EXCERPT
##########
= Land tenure =

Legal regime in which area owned by an individual is held by another person

In common law systems, land tenure, from the French verb "tenir" meaning "to hold", is the legal regime in which land "owned" by an individual is possessed by someone else who is said to "hold" the land, based on an agreement between both individuals. It determines who can use land, for how long and under what conditions. Tenure may be based both on official laws and policies, and on informal local customs (insofar higher law does allow that). In other words, land tenure implies a system according to which land is held by an individual or the actual tiller of the land but this person does not have legal ownership.
It determines the holder's rights and responsibilities in connection with their holding. The sovereign monarch, known in the United Kingdom as the Crown, held land in its own right. All land holders are either its tenants or sub-tenants. Tenure signifies a legal relationship between tenant and lord, arranging the duties and rights of tenant and lord in relationship to the land. Over history, many different forms of land tenure, i.e., ways of holding land, have been established.

A land claim is "the pursuit of recognized territorial ownership by a group or individual", usually only used with respect to disputed or unresolved ownership cases. A landowner is the holder of the estate in land with the most extensive and exclusive rights of ownership over the territory, simply put, the owner of land.
##########
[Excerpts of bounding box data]
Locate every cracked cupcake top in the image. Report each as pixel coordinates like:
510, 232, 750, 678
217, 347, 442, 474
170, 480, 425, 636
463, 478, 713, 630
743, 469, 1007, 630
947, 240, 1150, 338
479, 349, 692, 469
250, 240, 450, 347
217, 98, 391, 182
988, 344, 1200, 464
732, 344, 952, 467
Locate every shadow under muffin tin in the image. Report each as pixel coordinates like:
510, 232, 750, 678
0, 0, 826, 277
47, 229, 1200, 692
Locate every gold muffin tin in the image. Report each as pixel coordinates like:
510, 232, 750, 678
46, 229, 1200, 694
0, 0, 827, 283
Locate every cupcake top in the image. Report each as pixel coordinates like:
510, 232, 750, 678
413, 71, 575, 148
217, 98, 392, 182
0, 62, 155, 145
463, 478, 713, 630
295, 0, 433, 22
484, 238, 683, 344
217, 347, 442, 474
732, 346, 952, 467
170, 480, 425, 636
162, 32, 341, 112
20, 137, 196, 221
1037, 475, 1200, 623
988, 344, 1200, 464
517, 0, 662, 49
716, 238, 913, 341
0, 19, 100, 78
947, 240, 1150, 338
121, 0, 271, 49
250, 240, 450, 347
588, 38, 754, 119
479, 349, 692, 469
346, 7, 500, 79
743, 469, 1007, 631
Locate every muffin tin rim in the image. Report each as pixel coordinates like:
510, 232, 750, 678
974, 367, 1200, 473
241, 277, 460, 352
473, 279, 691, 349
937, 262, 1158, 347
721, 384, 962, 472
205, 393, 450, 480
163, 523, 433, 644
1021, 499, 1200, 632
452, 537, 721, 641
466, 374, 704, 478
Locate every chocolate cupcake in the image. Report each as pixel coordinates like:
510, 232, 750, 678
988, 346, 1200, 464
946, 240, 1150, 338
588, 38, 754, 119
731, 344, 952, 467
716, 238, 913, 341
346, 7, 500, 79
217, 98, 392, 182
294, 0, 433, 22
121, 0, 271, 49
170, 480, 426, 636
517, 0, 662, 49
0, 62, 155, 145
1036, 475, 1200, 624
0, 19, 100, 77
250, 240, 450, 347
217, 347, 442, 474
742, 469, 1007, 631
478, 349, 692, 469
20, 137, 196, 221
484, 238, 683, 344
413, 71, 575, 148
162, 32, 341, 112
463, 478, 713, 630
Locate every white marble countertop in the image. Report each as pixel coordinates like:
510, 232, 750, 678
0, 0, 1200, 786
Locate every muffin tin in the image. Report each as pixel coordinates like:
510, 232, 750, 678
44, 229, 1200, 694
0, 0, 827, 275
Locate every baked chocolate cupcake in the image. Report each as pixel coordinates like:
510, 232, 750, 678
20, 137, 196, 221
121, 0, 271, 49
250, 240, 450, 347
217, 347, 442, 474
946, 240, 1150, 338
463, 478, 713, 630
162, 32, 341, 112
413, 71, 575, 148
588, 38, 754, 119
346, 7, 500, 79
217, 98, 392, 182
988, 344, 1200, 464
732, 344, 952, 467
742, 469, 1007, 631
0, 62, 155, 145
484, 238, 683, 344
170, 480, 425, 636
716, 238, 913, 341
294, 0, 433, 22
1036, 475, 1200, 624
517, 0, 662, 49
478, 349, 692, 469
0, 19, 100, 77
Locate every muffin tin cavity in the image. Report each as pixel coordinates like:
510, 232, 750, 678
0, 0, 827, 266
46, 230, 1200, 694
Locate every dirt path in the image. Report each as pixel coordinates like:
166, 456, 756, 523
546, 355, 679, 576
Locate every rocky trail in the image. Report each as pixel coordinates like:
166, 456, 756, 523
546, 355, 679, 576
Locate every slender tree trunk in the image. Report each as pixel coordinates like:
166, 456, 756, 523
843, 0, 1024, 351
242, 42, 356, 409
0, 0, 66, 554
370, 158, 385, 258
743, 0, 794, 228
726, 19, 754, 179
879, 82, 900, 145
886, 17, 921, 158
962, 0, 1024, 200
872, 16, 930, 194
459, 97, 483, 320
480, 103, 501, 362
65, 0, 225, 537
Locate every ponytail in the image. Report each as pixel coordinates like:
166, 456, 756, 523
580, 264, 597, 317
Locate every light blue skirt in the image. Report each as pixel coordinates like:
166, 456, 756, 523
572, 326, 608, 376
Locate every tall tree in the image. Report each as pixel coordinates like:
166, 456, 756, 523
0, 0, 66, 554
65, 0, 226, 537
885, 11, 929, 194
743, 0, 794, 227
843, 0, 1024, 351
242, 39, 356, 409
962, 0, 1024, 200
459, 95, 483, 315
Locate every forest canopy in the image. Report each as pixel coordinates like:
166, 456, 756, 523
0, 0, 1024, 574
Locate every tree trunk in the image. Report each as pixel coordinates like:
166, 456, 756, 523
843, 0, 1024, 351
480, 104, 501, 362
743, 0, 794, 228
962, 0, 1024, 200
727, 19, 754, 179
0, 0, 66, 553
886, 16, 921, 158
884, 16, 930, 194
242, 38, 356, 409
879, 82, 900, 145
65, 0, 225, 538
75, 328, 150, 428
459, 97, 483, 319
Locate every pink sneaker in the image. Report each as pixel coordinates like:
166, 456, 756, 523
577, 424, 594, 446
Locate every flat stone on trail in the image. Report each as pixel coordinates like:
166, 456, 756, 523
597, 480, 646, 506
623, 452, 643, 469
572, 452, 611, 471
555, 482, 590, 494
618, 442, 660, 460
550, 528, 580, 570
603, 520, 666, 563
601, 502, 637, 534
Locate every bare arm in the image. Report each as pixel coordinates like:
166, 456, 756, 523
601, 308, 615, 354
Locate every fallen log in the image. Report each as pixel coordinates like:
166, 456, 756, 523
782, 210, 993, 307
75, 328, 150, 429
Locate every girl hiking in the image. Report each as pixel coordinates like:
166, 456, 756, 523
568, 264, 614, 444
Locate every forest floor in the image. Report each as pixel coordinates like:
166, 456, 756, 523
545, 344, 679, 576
##########
WHAT THIS TASK INVOLVES
Extract the text on land tenure in full, reproducing every word as it appears. These entries have no connection to the land tenure text.

WRITTEN ANSWER
= Land tenure =

Legal regime in which area owned by an individual is held by another person

In common law systems, land tenure, from the French verb "tenir" meaning "to hold", is the legal regime in which land "owned" by an individual is possessed by someone else who is said to "hold" the land, based on an agreement between both individuals. It determines who can use land, for how long and under what conditions. Tenure may be based both on official laws and policies, and on informal local customs (insofar higher law does allow that). In other words, land tenure implies a system according to which land is held by an individual or the actual tiller of the land but this person does not have legal ownership.
It determines the holder's rights and responsibilities in connection with their holding. The sovereign monarch, known in the United Kingdom as the Crown, held land in its own right. All land holders are either its tenants or sub-tenants. Tenure signifies a legal relationship between tenant and lord, arranging the duties and rights of tenant and lord in relationship to the land. Over history, many different forms of land tenure, i.e., ways of holding land, have been established.

A land claim is "the pursuit of recognized territorial ownership by a group or individual", usually only used with respect to disputed or unresolved ownership cases. A landowner is the holder of the estate in land with the most extensive and exclusive rights of ownership over the territory, simply put, the owner of land.